=== EXCERPTED RECORDS ===

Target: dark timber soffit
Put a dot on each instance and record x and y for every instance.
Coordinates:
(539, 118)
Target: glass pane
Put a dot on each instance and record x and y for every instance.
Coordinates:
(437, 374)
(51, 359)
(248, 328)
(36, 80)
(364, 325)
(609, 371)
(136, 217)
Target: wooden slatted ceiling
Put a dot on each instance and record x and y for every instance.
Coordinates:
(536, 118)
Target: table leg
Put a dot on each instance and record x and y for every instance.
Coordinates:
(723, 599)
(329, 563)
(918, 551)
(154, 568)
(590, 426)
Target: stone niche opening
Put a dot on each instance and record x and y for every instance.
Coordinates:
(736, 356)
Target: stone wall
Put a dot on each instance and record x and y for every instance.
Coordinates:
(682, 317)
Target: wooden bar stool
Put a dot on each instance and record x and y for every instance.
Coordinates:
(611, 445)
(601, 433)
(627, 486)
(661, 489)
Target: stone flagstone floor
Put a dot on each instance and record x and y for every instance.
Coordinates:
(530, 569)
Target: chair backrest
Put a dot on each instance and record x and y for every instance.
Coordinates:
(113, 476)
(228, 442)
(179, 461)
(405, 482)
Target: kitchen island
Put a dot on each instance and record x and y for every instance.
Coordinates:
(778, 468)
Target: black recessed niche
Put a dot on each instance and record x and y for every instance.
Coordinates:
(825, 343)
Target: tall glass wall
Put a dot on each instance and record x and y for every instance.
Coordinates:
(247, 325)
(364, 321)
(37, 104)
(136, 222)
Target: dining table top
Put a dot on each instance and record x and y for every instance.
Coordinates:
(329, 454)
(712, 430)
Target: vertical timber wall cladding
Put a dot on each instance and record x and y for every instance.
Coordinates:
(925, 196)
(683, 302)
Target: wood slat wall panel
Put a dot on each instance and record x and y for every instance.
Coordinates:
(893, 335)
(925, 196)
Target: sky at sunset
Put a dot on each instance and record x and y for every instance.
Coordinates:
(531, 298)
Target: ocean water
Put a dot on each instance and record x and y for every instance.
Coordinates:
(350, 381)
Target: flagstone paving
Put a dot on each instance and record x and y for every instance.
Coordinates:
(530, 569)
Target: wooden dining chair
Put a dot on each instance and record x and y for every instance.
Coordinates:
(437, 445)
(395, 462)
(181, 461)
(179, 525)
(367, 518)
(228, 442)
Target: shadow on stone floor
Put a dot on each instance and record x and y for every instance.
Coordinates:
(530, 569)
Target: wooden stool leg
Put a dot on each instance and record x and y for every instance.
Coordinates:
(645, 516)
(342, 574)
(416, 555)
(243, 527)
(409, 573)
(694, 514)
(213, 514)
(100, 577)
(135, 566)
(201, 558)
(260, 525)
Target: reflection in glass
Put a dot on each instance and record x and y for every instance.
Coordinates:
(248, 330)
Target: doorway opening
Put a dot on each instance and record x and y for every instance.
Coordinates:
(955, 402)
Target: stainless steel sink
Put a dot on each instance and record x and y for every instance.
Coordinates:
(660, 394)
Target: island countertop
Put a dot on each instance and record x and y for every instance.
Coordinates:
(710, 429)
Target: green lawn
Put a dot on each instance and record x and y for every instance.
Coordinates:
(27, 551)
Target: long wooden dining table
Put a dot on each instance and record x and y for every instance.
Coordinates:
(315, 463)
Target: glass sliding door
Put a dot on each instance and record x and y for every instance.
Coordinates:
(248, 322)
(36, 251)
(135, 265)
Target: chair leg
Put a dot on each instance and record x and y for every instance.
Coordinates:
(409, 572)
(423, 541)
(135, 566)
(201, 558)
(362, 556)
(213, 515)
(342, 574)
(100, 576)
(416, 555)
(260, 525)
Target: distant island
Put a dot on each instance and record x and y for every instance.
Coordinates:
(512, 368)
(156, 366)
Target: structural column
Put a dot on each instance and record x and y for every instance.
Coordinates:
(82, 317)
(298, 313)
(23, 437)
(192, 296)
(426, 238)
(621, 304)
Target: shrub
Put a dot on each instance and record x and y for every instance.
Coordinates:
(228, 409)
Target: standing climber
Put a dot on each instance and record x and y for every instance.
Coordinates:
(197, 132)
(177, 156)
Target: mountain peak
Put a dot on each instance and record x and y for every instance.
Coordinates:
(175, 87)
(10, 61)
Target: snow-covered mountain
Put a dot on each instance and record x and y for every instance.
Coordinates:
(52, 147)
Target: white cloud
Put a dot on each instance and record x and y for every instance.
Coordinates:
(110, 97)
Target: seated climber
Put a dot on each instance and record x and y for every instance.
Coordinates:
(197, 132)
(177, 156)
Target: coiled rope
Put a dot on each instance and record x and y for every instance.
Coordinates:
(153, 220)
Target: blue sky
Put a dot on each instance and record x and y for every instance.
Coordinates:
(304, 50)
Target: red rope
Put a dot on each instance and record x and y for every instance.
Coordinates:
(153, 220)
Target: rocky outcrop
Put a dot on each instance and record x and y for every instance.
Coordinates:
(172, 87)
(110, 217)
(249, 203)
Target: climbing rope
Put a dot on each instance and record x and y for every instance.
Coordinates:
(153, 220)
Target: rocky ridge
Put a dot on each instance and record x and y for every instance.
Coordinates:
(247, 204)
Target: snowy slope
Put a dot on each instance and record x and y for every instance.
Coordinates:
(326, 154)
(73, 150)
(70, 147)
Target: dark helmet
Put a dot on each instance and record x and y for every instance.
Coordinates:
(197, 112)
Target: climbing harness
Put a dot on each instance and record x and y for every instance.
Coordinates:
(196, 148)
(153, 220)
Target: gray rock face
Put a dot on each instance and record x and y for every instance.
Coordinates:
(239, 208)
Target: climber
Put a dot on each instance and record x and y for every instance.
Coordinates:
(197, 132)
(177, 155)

===

• REQUIRED WORK
Convert the whole listing above into a JSON array of strings, one string per line, leaving out any blank lines.

• RESPONSE TO THIS TASK
[
  "Target: dark timber soffit",
  "Put a dot on each instance and record x and y for every instance.",
  "Coordinates:",
  "(539, 118)",
  "Target: glass pane",
  "Put a dot on each instance and record x and y for every instance.",
  "Coordinates:",
  "(437, 374)",
  "(51, 359)",
  "(248, 328)",
  "(36, 80)",
  "(364, 325)",
  "(609, 371)",
  "(136, 217)",
  "Target: wooden slatted ceiling",
  "Put a dot on each instance and record x and y for every instance.",
  "Coordinates:",
  "(536, 118)",
  "Target: table leg",
  "Put a dot on each instance and record x and y for every instance.",
  "Coordinates:",
  "(723, 599)",
  "(329, 563)",
  "(918, 551)",
  "(154, 568)",
  "(590, 426)",
  "Target: stone niche opening",
  "Put a dot on each instance and record x and y for every instance.",
  "Coordinates:",
  "(736, 356)",
  "Target: stone wall",
  "Put a dot on each instance and record x and y for every instance.",
  "Coordinates:",
  "(682, 317)",
  "Target: wooden bar stool",
  "Put a dot on each instance and record x and y for every instance.",
  "Coordinates:",
  "(611, 445)",
  "(601, 433)",
  "(627, 486)",
  "(661, 489)",
  "Target: stone flagstone floor",
  "Put a dot on each instance and record x and y for every instance.",
  "Coordinates:",
  "(530, 569)",
  "Target: chair backrest",
  "Put a dot on each instance and record x and y for every instance.",
  "Coordinates:",
  "(113, 476)",
  "(228, 442)",
  "(179, 461)",
  "(405, 482)",
  "Target: kitchen island",
  "Put a dot on each instance and record x and y for every instance.",
  "Coordinates:",
  "(778, 468)",
  "Target: black recessed niche",
  "Put a dot on each instance and record x and y for every instance.",
  "Coordinates:",
  "(825, 343)",
  "Target: tall glass wall",
  "Put a dot on each instance and record x and y for every instance.",
  "Coordinates:",
  "(247, 325)",
  "(364, 321)",
  "(37, 104)",
  "(136, 222)",
  "Target: dining table top",
  "Put a dot on each instance and record x and y for every instance.",
  "Coordinates:",
  "(329, 454)",
  "(712, 430)",
  "Target: vertical timber wall cladding",
  "Put a dot on each instance and record x and y for every instance.",
  "Coordinates:",
  "(925, 196)",
  "(683, 302)",
  "Target: wood slat wall panel",
  "Put a dot on each instance and record x and y for every instance.",
  "Coordinates:",
  "(893, 335)",
  "(925, 196)",
  "Target: sky at sunset",
  "Put a dot on each instance and record x and y for every instance.",
  "Coordinates:",
  "(531, 298)",
  "Target: ocean water",
  "Put a dot on each instance and record x and y for every instance.",
  "Coordinates:",
  "(350, 381)",
  "Target: flagstone paving",
  "Put a dot on each instance and record x and y for every instance.",
  "Coordinates:",
  "(530, 569)",
  "Target: wooden dining chair",
  "Put a dot on each instance and record x and y for every instance.",
  "Coordinates:",
  "(437, 445)",
  "(395, 462)",
  "(181, 461)",
  "(179, 525)",
  "(367, 518)",
  "(228, 442)",
  "Target: shadow on stone floor",
  "Put a dot on each instance and record x and y for every instance.",
  "Coordinates:",
  "(530, 569)",
  "Target: wooden stool leg",
  "Put a dot on each instance and record x and y for every instance.",
  "Coordinates:",
  "(645, 516)",
  "(342, 574)",
  "(416, 555)",
  "(243, 527)",
  "(409, 573)",
  "(694, 514)",
  "(213, 514)",
  "(100, 577)",
  "(135, 566)",
  "(201, 558)",
  "(260, 525)",
  "Target: reflection in glass",
  "Put a dot on each instance and record x and y for every instance.",
  "Coordinates:",
  "(248, 330)",
  "Target: doorway opening",
  "Put a dot on each instance and record x and y for every instance.",
  "Coordinates:",
  "(955, 402)",
  "Target: stainless steel sink",
  "Put a dot on each instance and record x and y for every instance.",
  "Coordinates:",
  "(660, 394)",
  "Target: island countertop",
  "Put a dot on each instance and record x and y for every instance.",
  "Coordinates:",
  "(710, 429)",
  "Target: green lawn",
  "Put a dot on each instance and record x and y for every instance.",
  "Coordinates:",
  "(27, 551)",
  "Target: long wooden dining table",
  "Put a dot on each instance and record x and y for every instance.",
  "Coordinates:",
  "(315, 463)",
  "Target: glass sliding door",
  "Put a dot on each instance and record x and y for every instance.",
  "Coordinates:",
  "(248, 322)",
  "(36, 251)",
  "(135, 265)",
  "Target: chair leg",
  "Put a dot on each instance and record x and y for every instance.",
  "Coordinates:",
  "(409, 572)",
  "(423, 541)",
  "(135, 566)",
  "(201, 558)",
  "(362, 556)",
  "(213, 515)",
  "(342, 574)",
  "(100, 576)",
  "(416, 555)",
  "(260, 525)",
  "Target: distant island",
  "Put a dot on each instance and record x and y for every instance.",
  "Coordinates:",
  "(512, 368)",
  "(156, 366)",
  "Target: structural column",
  "Put a dot on each instance and record x and y for every instance.",
  "Coordinates:",
  "(82, 317)",
  "(298, 313)",
  "(23, 437)",
  "(192, 296)",
  "(426, 238)",
  "(621, 304)",
  "Target: shrub",
  "Put a dot on each instance and record x and y for every instance.",
  "Coordinates:",
  "(228, 409)",
  "Target: standing climber",
  "Put a dot on each instance and record x and y for every instance.",
  "Coordinates:",
  "(197, 132)",
  "(177, 156)",
  "Target: mountain peak",
  "Put a dot on each instance and record x and y for every instance.",
  "Coordinates:",
  "(175, 87)",
  "(10, 61)",
  "Target: snow-covered mountain",
  "Put a dot on each instance and record x and y for every instance.",
  "Coordinates:",
  "(52, 147)",
  "Target: white cloud",
  "Put a dot on each instance and record x and y for every instance.",
  "Coordinates:",
  "(110, 97)",
  "Target: seated climber",
  "Put a dot on each instance and record x and y for every instance.",
  "Coordinates:",
  "(197, 132)",
  "(177, 156)",
  "Target: coiled rope",
  "Put a dot on each instance and record x and y for every instance.",
  "Coordinates:",
  "(153, 220)",
  "Target: blue sky",
  "Put a dot on each instance and record x and y for every instance.",
  "Coordinates:",
  "(304, 50)",
  "Target: red rope",
  "Put a dot on each instance and record x and y for every instance.",
  "Coordinates:",
  "(153, 220)",
  "Target: rocky outcrop",
  "Put a dot on each instance and record x and y for every instance.",
  "Coordinates:",
  "(172, 87)",
  "(110, 217)",
  "(249, 203)",
  "Target: climbing rope",
  "Put a dot on each instance and record x and y for every instance.",
  "Coordinates:",
  "(153, 220)",
  "Target: rocky ridge",
  "Put a dot on each instance and record x and y for every instance.",
  "Coordinates:",
  "(247, 204)",
  "Target: snowy slope",
  "Put a dot on each instance and record x and y for every instance.",
  "Coordinates:",
  "(326, 154)",
  "(73, 150)",
  "(70, 147)",
  "Target: dark helmet",
  "Put a dot on each instance and record x and y for every instance.",
  "Coordinates:",
  "(197, 112)",
  "Target: climbing harness",
  "Put a dot on each instance and record x and y for every instance.",
  "Coordinates:",
  "(196, 148)",
  "(153, 220)",
  "Target: gray rock face",
  "Put a dot on each instance and record x and y for every instance.",
  "Coordinates:",
  "(239, 208)",
  "Target: climber",
  "Put a dot on each instance and record x and y for every instance.",
  "Coordinates:",
  "(197, 132)",
  "(177, 155)"
]